Activity: Whenever a line in the records below holds the string "fence", copy it out.
□ □ □
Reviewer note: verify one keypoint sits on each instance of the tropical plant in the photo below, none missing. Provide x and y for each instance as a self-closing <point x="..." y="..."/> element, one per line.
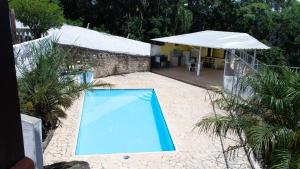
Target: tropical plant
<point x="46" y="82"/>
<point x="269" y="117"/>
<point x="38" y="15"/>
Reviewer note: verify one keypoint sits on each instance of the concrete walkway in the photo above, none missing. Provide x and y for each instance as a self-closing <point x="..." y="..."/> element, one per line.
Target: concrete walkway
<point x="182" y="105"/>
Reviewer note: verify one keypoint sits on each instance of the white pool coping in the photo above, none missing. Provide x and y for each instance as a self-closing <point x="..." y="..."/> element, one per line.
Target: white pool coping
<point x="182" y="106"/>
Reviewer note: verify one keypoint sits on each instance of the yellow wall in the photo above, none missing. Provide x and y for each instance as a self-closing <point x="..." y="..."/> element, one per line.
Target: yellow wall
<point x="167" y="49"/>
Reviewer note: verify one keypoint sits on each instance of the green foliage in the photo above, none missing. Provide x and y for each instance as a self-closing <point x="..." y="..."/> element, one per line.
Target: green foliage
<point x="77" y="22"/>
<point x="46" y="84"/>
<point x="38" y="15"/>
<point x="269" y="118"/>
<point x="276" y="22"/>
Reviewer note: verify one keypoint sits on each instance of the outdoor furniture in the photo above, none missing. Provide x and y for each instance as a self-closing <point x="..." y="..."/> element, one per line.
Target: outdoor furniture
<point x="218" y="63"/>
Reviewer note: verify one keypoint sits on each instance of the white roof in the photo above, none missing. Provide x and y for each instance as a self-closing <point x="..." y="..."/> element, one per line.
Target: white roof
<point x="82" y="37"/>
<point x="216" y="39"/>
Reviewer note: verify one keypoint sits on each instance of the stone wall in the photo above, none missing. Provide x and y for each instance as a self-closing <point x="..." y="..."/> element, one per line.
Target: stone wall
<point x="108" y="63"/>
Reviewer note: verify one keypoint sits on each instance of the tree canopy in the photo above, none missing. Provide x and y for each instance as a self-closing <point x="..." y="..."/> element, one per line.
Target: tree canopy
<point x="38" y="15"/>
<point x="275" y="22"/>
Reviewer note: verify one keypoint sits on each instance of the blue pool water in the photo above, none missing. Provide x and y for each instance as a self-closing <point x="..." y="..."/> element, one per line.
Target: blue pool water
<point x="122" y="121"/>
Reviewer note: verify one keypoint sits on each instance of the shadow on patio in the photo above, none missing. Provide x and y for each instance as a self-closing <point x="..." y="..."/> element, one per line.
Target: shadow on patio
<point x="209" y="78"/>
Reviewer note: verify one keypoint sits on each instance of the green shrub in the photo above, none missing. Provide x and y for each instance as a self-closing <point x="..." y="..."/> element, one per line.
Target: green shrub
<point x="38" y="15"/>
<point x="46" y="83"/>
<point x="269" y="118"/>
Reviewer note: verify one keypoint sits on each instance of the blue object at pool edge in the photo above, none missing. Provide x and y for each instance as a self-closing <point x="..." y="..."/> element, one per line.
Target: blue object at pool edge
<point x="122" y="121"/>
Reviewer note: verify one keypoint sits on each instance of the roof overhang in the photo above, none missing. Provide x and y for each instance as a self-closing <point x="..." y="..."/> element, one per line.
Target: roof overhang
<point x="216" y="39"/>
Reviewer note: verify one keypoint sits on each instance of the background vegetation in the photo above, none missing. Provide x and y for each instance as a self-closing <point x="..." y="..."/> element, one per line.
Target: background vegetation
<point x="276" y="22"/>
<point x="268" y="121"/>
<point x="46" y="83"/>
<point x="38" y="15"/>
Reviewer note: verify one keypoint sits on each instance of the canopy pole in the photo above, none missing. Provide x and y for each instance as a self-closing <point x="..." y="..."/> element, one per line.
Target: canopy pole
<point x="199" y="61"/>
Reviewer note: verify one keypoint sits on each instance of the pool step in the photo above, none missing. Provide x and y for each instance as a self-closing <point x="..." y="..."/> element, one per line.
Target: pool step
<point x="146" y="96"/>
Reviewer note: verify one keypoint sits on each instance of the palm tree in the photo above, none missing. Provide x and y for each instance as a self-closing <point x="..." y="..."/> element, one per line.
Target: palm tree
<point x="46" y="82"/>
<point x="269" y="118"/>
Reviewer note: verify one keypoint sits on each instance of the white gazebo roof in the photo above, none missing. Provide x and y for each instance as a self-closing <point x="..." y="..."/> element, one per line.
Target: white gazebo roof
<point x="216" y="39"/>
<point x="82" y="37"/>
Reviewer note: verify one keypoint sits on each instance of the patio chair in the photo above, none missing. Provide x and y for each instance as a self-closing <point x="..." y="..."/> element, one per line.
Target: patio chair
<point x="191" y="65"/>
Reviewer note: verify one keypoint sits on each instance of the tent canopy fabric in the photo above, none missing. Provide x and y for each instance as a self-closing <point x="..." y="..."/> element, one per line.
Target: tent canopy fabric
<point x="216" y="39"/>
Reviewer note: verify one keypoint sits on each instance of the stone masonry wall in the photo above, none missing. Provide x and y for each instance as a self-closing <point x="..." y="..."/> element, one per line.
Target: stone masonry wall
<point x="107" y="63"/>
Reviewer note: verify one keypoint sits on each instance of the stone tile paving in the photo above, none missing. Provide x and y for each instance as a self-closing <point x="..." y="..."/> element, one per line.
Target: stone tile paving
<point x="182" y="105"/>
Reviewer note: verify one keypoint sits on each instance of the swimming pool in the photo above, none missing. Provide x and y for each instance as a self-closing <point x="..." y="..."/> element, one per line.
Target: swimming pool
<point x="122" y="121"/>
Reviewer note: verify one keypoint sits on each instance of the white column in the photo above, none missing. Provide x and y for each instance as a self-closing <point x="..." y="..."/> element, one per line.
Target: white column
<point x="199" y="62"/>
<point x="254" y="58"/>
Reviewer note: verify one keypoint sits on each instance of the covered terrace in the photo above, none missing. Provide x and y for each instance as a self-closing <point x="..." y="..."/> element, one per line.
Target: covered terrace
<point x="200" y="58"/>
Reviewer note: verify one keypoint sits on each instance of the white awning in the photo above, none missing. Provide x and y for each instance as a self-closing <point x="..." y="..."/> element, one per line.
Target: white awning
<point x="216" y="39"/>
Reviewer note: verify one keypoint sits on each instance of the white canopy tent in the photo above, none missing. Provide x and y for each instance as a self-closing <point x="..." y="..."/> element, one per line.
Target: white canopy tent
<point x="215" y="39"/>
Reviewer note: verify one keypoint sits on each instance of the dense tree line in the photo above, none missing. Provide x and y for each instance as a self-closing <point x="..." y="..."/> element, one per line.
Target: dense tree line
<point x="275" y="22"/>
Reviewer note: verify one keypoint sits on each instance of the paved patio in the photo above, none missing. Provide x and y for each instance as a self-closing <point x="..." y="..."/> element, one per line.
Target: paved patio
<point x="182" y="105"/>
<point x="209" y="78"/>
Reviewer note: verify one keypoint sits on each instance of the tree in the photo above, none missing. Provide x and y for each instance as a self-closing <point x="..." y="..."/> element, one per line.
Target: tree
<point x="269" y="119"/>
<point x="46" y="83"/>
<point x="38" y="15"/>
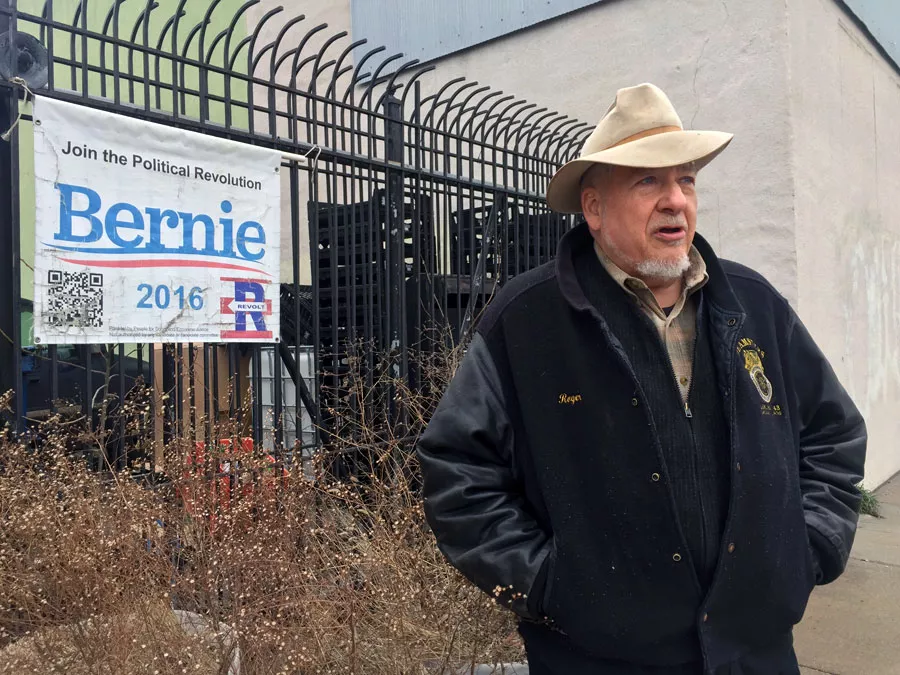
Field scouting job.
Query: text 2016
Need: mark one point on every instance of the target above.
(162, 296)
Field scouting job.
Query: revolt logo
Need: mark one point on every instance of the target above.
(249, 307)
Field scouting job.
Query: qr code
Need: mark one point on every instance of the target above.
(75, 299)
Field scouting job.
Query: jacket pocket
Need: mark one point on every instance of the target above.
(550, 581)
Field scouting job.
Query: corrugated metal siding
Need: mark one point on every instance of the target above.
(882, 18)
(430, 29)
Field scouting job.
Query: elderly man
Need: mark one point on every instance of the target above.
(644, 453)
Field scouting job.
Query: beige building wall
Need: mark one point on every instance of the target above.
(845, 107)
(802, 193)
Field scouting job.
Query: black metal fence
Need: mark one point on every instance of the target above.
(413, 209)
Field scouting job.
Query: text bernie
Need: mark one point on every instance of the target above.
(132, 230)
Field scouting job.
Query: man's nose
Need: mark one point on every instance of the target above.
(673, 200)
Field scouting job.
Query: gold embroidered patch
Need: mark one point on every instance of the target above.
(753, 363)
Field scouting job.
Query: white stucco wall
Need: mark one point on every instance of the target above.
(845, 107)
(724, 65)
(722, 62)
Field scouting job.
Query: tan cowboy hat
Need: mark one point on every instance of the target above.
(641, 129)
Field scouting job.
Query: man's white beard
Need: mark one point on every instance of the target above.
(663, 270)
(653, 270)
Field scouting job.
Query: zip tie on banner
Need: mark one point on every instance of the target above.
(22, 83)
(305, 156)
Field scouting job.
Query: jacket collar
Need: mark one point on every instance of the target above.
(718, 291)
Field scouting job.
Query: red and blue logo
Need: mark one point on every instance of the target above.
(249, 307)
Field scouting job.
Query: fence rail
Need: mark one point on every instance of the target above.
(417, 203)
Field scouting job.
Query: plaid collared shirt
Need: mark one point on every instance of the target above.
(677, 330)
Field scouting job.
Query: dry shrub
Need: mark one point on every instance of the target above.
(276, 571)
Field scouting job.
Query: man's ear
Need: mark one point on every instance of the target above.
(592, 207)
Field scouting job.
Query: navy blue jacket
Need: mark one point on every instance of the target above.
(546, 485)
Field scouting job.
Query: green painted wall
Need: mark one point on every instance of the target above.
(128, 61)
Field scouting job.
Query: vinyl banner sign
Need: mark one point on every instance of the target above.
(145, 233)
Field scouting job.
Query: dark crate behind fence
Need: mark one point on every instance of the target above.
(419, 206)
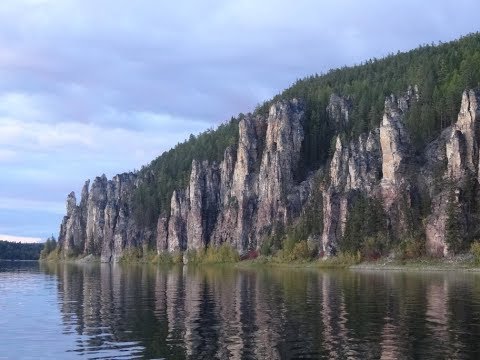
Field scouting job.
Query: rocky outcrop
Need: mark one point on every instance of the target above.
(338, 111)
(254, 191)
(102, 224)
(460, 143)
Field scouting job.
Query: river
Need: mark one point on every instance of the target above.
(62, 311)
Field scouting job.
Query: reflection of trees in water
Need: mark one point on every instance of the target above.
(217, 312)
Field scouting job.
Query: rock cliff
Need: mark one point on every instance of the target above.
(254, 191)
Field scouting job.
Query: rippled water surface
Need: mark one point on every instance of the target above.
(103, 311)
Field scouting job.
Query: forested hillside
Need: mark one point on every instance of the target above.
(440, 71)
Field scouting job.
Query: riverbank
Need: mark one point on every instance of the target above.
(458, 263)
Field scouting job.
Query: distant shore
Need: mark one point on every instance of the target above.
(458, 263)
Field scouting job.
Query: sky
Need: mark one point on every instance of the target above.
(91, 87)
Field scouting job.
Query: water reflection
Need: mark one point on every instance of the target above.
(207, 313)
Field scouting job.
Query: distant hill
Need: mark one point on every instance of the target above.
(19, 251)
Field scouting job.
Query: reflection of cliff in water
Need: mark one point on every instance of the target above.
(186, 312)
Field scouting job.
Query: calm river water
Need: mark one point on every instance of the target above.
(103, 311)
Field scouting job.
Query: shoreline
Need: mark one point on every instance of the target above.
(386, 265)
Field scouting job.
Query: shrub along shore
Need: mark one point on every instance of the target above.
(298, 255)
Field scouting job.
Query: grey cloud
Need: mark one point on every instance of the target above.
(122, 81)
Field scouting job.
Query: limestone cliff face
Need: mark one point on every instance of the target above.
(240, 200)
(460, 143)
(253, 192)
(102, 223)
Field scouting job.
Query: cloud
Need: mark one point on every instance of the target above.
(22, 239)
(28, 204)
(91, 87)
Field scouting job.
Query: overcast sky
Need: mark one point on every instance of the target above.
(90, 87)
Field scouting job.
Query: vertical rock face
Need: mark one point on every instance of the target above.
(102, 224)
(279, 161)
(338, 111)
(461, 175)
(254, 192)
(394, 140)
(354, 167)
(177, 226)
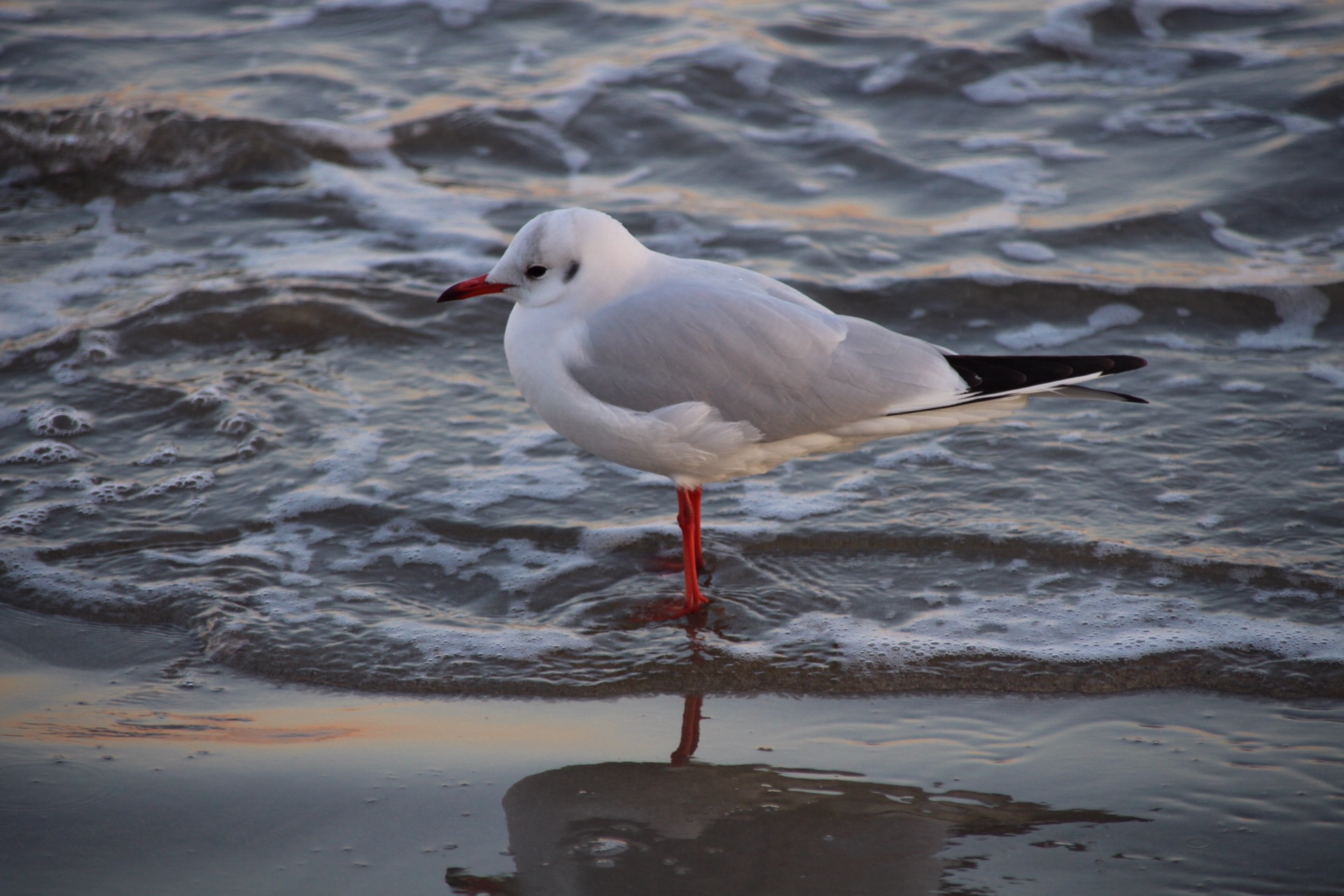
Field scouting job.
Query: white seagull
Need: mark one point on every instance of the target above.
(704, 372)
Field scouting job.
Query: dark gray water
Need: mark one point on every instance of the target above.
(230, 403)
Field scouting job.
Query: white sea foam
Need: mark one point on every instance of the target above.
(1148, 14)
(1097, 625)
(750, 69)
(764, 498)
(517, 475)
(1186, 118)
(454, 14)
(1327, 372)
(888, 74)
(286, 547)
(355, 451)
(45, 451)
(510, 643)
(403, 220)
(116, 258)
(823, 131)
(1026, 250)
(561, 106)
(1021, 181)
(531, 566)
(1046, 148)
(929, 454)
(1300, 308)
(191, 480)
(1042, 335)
□ □ □
Answer section:
Query: black metal fence
Query: fence rail
Query: dark crate behind fence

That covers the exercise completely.